• [Objective] Reproduce the rows that begin with the line containing "TARGET = dog's nose" and end with the line containing "[(150, 47), (257, 36), (122, 19), (11, 29)]", both ends included. Copy the requests unchanged, and multiply every x and y coordinate in the answers by 1.95, rounding each result to a whole number with halves rounded up. Give only these rows.
## BEGIN Dataset records
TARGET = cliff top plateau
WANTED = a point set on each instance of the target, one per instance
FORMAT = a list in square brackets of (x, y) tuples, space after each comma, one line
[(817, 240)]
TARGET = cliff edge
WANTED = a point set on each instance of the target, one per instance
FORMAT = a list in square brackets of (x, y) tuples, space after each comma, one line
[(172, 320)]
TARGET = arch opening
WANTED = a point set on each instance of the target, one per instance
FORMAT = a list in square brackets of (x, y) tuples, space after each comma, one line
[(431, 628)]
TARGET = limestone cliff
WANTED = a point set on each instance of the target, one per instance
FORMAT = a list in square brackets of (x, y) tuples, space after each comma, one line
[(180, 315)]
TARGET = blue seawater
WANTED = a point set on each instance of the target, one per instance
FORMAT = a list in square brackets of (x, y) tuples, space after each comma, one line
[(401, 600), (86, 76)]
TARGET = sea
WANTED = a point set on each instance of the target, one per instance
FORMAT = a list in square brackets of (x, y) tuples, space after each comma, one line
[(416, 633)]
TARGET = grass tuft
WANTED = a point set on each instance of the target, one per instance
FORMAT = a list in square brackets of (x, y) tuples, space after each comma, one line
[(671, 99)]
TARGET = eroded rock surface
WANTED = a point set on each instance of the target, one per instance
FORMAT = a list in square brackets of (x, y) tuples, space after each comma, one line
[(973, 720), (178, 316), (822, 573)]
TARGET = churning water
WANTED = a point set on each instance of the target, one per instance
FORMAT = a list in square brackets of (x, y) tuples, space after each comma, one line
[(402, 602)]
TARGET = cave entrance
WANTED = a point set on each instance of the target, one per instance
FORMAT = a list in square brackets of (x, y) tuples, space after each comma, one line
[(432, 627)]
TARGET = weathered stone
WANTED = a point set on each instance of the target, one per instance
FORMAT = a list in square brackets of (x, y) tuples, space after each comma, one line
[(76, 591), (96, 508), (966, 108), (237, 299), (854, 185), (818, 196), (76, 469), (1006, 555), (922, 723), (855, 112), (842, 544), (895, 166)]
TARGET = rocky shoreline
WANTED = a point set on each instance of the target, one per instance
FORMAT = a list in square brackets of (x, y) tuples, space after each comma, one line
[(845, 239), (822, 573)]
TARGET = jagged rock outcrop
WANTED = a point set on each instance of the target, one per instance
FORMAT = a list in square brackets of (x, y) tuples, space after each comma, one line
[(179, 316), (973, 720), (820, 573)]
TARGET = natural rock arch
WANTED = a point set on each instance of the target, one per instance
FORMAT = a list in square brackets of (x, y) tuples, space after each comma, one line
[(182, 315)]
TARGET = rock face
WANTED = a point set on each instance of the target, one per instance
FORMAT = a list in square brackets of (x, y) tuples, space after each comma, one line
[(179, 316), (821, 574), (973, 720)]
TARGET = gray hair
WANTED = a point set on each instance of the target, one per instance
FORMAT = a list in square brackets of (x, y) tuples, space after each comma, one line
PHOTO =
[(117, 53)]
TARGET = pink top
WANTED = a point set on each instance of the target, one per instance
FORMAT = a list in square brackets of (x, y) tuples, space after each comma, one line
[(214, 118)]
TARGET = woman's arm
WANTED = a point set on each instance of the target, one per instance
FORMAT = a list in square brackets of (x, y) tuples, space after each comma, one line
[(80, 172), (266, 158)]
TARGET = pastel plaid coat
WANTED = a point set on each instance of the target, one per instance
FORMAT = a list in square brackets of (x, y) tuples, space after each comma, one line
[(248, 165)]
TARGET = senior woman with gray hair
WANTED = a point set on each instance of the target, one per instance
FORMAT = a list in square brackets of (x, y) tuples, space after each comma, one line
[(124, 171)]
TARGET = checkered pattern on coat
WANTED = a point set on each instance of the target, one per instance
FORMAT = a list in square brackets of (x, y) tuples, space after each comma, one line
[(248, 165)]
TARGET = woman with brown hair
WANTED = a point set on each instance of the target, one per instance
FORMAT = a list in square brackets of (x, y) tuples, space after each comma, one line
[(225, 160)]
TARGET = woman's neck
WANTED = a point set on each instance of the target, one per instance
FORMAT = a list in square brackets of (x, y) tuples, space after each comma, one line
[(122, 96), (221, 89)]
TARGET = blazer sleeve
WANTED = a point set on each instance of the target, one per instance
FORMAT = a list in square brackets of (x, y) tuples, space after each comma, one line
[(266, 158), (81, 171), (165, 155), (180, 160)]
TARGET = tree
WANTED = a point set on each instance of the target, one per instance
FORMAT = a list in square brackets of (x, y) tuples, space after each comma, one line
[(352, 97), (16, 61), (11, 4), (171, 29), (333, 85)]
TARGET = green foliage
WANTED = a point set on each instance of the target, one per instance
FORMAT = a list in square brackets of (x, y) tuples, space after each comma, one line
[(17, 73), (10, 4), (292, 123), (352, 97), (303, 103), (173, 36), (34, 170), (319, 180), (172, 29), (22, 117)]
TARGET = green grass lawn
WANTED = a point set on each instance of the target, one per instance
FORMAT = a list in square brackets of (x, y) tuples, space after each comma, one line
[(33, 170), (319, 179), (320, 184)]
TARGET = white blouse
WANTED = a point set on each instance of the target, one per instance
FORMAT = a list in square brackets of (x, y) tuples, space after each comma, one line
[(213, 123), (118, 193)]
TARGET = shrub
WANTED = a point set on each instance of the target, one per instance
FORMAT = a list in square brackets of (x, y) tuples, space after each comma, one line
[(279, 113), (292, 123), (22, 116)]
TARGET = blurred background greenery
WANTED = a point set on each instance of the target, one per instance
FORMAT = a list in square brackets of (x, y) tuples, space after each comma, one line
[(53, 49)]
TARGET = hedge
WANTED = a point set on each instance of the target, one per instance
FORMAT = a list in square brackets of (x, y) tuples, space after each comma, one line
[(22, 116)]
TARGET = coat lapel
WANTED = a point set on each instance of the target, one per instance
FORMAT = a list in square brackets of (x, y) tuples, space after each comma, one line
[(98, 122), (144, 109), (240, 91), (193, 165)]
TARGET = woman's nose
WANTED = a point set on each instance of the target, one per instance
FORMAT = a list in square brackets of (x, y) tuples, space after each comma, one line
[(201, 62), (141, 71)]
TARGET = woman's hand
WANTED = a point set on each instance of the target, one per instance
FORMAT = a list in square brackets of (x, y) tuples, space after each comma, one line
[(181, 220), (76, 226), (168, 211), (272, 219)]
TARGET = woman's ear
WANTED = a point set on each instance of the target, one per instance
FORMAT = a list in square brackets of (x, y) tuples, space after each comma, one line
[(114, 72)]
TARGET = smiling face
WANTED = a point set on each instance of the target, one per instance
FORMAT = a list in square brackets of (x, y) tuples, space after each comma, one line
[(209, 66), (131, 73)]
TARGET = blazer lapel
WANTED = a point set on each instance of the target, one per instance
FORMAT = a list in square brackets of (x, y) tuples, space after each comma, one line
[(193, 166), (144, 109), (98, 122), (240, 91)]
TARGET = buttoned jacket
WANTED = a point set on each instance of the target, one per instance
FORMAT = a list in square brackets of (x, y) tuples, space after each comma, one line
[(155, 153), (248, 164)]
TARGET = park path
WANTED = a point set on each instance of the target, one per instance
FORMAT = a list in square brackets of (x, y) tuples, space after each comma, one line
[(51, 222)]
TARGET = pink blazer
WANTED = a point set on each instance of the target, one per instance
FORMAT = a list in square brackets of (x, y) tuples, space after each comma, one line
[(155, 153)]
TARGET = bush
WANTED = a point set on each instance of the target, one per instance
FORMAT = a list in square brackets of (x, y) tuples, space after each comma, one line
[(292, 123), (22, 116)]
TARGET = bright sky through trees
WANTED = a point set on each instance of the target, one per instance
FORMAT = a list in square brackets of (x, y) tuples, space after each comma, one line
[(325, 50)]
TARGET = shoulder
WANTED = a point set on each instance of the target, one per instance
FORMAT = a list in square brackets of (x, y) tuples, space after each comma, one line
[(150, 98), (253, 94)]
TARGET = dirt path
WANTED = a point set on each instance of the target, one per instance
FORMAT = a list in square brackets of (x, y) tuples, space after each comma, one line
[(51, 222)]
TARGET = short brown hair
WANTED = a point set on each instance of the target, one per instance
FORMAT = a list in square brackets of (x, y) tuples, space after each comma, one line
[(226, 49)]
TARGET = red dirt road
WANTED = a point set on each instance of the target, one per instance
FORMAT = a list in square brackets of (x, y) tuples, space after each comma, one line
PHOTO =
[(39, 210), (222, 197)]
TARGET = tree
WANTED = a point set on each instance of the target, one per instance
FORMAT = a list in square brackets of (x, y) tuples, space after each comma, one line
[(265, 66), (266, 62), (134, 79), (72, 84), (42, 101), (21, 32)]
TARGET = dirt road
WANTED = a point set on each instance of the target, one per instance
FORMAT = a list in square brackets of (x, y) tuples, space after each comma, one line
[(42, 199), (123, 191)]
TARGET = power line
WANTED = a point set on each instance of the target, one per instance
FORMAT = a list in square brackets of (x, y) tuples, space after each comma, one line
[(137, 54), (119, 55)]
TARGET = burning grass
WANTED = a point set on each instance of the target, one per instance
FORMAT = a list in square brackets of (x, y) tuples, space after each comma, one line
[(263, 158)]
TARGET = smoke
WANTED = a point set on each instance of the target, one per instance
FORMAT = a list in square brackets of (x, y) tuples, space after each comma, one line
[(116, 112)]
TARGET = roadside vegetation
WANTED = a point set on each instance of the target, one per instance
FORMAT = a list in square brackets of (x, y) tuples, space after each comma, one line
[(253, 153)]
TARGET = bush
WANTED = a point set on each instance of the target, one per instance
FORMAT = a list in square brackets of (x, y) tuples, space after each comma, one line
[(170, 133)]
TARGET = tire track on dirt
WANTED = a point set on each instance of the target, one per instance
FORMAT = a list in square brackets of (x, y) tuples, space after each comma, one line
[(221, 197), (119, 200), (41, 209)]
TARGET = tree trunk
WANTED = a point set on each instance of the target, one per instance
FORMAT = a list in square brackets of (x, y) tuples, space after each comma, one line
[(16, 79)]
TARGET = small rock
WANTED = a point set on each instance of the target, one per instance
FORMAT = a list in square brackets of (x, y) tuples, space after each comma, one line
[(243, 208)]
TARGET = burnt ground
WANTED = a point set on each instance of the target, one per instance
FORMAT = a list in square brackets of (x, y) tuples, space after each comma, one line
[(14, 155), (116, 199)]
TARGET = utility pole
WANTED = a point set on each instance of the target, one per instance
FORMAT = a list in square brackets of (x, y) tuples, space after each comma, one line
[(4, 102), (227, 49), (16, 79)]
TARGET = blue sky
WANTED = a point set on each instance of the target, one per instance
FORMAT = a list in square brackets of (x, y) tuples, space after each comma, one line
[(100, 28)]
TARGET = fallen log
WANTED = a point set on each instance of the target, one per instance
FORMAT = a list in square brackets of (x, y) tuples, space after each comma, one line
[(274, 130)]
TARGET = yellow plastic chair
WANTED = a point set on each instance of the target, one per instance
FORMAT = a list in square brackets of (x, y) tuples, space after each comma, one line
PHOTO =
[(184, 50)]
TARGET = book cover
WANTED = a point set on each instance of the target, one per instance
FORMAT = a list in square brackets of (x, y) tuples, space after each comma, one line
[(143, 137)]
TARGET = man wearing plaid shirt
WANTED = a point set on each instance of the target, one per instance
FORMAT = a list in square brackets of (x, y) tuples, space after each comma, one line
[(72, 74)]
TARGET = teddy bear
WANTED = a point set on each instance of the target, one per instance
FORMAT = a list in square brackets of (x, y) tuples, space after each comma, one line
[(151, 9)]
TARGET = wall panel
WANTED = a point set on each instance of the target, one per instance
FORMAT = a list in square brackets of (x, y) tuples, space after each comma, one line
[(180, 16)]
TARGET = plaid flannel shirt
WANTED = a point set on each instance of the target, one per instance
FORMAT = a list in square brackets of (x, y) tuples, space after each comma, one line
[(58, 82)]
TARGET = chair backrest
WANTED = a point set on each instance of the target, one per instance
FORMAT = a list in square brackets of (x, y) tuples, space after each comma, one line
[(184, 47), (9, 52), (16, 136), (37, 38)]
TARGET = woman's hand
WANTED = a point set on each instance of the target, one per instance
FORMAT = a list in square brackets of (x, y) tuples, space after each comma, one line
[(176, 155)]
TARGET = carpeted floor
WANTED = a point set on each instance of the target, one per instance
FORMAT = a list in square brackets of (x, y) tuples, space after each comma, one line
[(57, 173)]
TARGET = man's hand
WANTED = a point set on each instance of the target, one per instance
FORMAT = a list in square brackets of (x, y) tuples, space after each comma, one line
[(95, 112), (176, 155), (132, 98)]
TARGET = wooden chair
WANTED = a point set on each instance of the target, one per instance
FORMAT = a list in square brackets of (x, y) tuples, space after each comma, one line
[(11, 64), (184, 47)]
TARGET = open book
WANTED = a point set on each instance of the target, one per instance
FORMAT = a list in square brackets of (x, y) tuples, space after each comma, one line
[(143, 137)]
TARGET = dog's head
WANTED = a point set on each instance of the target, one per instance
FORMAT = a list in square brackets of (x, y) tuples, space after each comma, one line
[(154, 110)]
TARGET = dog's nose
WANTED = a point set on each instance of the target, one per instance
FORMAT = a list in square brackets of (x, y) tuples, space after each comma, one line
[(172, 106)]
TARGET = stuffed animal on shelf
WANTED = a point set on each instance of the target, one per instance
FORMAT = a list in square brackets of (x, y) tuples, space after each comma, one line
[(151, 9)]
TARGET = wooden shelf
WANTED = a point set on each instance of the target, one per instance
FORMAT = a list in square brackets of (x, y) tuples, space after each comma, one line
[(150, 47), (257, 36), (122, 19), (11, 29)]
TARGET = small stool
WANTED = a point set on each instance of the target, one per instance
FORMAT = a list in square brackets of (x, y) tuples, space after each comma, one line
## END Dataset records
• [The result]
TARGET = dog's nose
WANTED = a point set on each instance of the target, one per instance
FORMAT = a list in square brackets of (x, y) tuples, space after each comma, one line
[(335, 207)]
TARGET = stuffed animal on shelf
WANTED = a point set on each instance of the target, one per instance
FORMAT = a list in square brackets of (x, y) tuples, space after each comma, one line
[(294, 18)]
TARGET = wooden shelf
WANTED = a point set on each instance of the target, one per instance
FORMAT = a list in square brackets of (x, y) tuples, space after each comma, one line
[(293, 92), (501, 70), (238, 37), (21, 57)]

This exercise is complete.